(Rows from a pointing dataset)
** start **
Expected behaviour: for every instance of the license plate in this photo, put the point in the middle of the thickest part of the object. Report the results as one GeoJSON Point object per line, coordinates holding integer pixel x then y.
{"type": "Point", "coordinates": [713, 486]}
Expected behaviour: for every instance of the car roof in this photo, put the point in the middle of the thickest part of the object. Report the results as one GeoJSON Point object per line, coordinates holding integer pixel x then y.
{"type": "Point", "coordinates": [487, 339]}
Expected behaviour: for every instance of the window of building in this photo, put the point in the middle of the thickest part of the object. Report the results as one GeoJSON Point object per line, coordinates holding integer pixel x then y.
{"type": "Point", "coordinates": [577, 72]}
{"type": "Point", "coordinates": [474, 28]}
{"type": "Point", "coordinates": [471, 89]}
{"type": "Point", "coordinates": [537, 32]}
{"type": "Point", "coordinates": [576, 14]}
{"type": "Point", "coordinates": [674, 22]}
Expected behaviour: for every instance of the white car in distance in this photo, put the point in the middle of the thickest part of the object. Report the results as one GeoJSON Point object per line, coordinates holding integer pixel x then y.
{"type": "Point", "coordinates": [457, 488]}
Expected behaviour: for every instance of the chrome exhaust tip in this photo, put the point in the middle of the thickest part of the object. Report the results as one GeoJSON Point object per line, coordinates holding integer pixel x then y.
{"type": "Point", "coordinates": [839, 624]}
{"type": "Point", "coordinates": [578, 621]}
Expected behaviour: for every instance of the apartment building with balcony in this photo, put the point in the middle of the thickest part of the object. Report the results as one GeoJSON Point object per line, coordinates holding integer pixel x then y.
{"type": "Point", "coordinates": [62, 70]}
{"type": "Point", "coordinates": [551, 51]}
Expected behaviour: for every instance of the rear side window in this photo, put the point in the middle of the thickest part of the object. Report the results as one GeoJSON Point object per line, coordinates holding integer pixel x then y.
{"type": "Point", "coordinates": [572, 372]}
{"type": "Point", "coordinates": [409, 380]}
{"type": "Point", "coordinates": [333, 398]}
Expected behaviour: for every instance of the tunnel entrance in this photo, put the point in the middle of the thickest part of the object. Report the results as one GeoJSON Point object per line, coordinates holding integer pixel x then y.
** end **
Present the lines as a Markdown table with the columns Index and Entry, starting with the line that contains "Expected behaviour: for every instance of the chrome" and continuing through the end of the rows. Leave out blank lines.

| Index | Entry |
|---|---|
| 1 | Expected behaviour: for every instance of the chrome exhaust tip in this photo, put the point in the middle of the thickest part of the object. Report the results as one GeoJSON Point object per line, coordinates holding integer pixel x then y. |
| 2 | {"type": "Point", "coordinates": [839, 624]} |
| 3 | {"type": "Point", "coordinates": [578, 621]} |
| 4 | Expected behaviour: for every instance of the apartment building with balcony in this photo, put the point in the middle of the thickest part of the object. Report the results as one GeoJSON Point object per line, coordinates holding integer pixel x then y. |
| 5 | {"type": "Point", "coordinates": [62, 70]} |
| 6 | {"type": "Point", "coordinates": [551, 51]} |
| 7 | Expected behaviour: for every instance of the rear side window in this photo, put the point in the middle of the thickest part of the object. Report the results as one GeoJSON Point object per line, coordinates holding integer pixel x then y. |
| 8 | {"type": "Point", "coordinates": [572, 372]} |
| 9 | {"type": "Point", "coordinates": [409, 380]} |
| 10 | {"type": "Point", "coordinates": [333, 398]} |
| 11 | Expected behaviour: for every instance of the tunnel entrance in this photo, put the point in the middle of the thickest part of the object. Report the results as one GeoJSON Point object per line, coordinates holding integer pixel x then y. |